**Exercise goal:**
Recast the lines below, from the one containing "Can you find the white sign?" through the one containing "[[46, 129]]", both included, as a numbered list, leaving out any blank lines.

**Source material:**
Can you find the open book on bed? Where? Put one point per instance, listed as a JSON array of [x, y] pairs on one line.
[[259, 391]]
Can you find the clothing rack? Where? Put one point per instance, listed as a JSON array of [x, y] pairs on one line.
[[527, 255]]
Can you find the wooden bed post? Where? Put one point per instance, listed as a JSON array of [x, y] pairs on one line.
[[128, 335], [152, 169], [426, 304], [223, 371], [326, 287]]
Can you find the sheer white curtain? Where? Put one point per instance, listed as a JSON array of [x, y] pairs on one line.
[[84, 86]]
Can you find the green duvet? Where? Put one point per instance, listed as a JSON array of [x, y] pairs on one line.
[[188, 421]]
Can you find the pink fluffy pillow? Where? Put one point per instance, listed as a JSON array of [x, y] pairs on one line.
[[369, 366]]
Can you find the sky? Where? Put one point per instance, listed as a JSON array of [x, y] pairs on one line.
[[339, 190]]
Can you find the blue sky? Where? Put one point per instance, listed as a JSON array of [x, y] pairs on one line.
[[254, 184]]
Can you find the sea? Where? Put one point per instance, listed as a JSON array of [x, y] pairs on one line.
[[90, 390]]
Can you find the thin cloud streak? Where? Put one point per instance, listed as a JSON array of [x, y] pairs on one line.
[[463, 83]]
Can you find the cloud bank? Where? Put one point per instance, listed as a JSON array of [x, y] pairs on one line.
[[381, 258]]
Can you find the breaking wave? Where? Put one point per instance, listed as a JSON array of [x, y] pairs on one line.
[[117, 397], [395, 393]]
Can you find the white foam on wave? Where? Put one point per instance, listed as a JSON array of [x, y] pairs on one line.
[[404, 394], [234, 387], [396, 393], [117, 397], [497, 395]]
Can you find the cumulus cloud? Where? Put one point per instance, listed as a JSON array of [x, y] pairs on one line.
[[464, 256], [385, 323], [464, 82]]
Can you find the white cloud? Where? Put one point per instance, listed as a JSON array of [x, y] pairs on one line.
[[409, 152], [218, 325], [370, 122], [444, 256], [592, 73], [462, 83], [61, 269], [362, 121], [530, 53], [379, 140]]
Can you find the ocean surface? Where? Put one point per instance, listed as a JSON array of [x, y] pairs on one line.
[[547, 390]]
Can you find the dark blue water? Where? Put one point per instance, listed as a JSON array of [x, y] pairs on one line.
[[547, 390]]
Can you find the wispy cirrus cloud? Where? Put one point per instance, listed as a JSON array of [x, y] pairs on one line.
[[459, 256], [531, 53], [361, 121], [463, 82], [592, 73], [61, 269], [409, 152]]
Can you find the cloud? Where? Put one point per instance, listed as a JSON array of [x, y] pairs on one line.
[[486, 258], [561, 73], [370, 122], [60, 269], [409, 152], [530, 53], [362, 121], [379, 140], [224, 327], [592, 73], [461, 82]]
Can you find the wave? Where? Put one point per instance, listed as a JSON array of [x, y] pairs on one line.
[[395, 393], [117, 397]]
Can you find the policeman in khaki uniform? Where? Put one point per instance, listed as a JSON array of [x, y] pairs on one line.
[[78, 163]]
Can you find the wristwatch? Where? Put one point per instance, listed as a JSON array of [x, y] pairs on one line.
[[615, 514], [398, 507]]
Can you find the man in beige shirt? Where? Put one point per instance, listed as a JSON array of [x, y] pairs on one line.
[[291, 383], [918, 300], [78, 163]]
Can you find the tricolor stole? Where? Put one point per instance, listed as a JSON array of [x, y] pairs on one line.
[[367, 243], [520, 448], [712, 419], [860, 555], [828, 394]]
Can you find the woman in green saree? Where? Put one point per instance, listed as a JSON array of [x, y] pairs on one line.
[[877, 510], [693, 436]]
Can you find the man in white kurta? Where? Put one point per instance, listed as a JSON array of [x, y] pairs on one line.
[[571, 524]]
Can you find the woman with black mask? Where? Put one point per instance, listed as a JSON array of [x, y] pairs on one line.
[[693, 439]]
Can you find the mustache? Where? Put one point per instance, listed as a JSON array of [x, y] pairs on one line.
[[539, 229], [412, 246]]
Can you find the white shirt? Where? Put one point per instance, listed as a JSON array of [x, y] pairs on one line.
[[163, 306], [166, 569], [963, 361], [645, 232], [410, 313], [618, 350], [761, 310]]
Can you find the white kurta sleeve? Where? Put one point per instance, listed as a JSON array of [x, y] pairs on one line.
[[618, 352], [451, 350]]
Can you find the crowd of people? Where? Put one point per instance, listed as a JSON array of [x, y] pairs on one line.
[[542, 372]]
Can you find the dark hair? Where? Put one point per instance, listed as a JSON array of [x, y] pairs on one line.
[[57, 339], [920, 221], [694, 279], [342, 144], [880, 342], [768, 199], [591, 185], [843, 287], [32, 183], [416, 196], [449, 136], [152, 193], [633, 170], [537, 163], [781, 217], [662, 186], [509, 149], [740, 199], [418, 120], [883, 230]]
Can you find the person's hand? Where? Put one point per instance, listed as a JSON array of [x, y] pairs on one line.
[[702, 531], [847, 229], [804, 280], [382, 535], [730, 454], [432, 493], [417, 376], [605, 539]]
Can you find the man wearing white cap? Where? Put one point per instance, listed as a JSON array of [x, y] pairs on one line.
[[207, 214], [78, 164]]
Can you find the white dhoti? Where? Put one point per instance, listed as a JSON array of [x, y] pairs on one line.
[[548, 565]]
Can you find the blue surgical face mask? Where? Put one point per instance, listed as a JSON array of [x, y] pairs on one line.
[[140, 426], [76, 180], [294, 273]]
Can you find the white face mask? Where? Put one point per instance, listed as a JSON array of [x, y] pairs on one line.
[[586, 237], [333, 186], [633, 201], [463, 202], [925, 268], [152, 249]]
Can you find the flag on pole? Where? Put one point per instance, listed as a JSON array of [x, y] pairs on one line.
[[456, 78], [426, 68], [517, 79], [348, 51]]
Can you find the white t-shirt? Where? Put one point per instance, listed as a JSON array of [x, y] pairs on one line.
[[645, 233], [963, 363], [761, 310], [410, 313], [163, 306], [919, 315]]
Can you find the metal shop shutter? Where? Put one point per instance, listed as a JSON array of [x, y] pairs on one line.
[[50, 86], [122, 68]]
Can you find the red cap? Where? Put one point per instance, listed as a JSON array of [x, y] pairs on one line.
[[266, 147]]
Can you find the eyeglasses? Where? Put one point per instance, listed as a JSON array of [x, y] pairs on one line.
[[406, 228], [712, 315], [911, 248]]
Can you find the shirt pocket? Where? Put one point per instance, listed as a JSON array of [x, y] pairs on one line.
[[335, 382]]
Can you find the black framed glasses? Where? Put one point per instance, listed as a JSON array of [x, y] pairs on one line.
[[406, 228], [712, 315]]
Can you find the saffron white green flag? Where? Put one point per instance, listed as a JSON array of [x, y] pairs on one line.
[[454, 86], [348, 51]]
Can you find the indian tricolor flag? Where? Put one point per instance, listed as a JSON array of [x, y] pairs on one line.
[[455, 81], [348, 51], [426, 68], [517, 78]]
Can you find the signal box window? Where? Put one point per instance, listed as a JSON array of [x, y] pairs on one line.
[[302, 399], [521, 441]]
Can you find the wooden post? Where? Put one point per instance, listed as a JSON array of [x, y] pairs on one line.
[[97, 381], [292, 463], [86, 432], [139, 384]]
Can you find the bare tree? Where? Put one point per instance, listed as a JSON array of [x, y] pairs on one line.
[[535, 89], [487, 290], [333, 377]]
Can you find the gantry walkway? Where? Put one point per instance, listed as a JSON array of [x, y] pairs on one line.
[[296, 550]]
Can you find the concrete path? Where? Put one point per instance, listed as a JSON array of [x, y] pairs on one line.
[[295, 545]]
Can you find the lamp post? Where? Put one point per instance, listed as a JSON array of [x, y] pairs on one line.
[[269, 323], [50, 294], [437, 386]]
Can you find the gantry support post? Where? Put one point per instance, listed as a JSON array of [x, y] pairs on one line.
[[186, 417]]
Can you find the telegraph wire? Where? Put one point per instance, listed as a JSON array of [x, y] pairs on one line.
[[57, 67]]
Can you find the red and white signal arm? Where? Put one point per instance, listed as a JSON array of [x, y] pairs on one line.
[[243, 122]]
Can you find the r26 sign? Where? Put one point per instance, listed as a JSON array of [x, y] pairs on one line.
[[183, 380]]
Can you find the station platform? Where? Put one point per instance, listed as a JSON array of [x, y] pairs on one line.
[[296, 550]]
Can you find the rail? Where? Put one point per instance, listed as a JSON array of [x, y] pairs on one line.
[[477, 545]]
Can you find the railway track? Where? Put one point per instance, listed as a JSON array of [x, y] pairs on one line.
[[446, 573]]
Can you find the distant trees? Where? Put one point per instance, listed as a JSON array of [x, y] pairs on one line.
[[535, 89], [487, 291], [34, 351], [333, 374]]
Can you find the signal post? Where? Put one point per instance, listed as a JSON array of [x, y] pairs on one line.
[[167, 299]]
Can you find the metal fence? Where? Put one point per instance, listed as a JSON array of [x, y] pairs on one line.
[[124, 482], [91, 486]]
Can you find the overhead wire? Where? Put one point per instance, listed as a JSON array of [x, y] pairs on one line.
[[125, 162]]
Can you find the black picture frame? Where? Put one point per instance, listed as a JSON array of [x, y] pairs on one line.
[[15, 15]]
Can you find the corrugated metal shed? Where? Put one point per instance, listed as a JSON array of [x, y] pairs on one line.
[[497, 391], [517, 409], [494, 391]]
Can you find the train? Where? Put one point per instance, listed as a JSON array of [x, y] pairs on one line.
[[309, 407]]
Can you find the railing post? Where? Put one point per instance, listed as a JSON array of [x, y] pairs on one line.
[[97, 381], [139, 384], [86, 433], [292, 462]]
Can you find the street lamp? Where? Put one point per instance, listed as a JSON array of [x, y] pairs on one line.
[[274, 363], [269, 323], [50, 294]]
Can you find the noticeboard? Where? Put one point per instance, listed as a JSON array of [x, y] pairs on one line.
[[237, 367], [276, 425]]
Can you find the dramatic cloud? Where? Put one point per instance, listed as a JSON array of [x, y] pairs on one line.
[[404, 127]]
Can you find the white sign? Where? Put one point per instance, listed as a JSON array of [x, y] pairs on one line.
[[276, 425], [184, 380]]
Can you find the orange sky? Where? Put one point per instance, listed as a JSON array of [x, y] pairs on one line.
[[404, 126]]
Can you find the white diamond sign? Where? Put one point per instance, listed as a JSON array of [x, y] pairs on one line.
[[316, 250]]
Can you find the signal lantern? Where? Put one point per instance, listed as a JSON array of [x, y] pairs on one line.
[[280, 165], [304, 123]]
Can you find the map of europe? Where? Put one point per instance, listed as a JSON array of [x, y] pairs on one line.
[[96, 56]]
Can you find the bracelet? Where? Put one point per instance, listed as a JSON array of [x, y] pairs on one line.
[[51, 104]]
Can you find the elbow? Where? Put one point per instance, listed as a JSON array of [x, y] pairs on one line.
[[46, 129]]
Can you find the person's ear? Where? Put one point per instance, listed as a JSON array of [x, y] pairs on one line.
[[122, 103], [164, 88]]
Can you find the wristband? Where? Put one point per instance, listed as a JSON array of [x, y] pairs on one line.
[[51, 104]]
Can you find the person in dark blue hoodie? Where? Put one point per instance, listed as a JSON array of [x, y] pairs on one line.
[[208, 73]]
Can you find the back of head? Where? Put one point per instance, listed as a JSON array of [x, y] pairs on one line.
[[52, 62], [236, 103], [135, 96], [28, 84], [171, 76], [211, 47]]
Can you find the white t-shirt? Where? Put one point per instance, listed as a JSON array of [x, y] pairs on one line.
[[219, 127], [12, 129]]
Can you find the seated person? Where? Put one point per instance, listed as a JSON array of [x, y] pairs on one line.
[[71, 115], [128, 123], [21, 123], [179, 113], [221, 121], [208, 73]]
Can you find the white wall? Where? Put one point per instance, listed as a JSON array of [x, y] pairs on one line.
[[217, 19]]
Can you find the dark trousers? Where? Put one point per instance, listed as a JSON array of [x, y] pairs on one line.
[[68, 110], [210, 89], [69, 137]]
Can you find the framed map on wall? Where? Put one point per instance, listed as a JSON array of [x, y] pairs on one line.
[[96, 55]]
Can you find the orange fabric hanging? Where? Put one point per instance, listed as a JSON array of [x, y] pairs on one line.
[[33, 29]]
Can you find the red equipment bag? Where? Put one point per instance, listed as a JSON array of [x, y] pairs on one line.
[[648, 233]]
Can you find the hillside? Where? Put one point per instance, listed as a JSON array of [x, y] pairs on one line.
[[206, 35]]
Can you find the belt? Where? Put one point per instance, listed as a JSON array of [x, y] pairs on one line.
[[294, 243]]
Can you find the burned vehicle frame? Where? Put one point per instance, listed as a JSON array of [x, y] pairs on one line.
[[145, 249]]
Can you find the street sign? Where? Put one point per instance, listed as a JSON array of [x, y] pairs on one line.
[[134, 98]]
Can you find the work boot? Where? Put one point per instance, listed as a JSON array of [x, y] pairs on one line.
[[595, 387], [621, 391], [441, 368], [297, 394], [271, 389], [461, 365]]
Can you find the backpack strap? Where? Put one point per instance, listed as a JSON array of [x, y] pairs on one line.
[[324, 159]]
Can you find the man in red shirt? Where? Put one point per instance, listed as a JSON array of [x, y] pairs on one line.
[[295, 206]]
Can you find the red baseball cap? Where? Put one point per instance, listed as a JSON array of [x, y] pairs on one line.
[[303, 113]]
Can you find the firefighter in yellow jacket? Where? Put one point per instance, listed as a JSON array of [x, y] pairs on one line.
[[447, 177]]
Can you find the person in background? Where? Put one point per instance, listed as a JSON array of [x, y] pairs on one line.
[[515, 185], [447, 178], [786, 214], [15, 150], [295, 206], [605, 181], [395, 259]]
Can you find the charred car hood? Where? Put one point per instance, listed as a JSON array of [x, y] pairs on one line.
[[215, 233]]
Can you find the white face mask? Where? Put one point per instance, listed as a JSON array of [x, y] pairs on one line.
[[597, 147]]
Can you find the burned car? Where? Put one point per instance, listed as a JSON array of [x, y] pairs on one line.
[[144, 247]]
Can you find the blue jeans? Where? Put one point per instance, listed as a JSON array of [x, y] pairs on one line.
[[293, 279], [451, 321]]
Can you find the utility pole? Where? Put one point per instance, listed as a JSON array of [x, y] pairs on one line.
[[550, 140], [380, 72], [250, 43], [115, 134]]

**Answer to this exercise:**
1. Can you find the white sign? Where? Put one point per instance, listed as a JSON array of [x, y] pairs on one line.
2. [[276, 425], [184, 380]]
3. Can you find the orange sky? Where? Put one point per instance, listed as a JSON array of [x, y] pairs on one line.
4. [[404, 126]]
5. Can you find the white diamond sign? Where? Put one point per instance, listed as a JSON array of [x, y] pairs on one line.
6. [[316, 250]]
7. Can you find the signal lantern? Where? Put one point per instance, listed as a JSON array of [x, y] pairs on one line.
8. [[280, 165], [304, 123]]
9. Can you find the map of europe? Where? Put one point per instance, listed as a JSON array of [x, y] pairs on one line.
10. [[96, 56]]
11. Can you find the bracelet? Where? Put one point per instance, listed as a JSON array of [x, y] pairs on one line.
12. [[51, 104]]
13. Can you find the elbow? Where? Put one point per instance, listed as a JSON array of [x, y] pairs on one line.
14. [[46, 129]]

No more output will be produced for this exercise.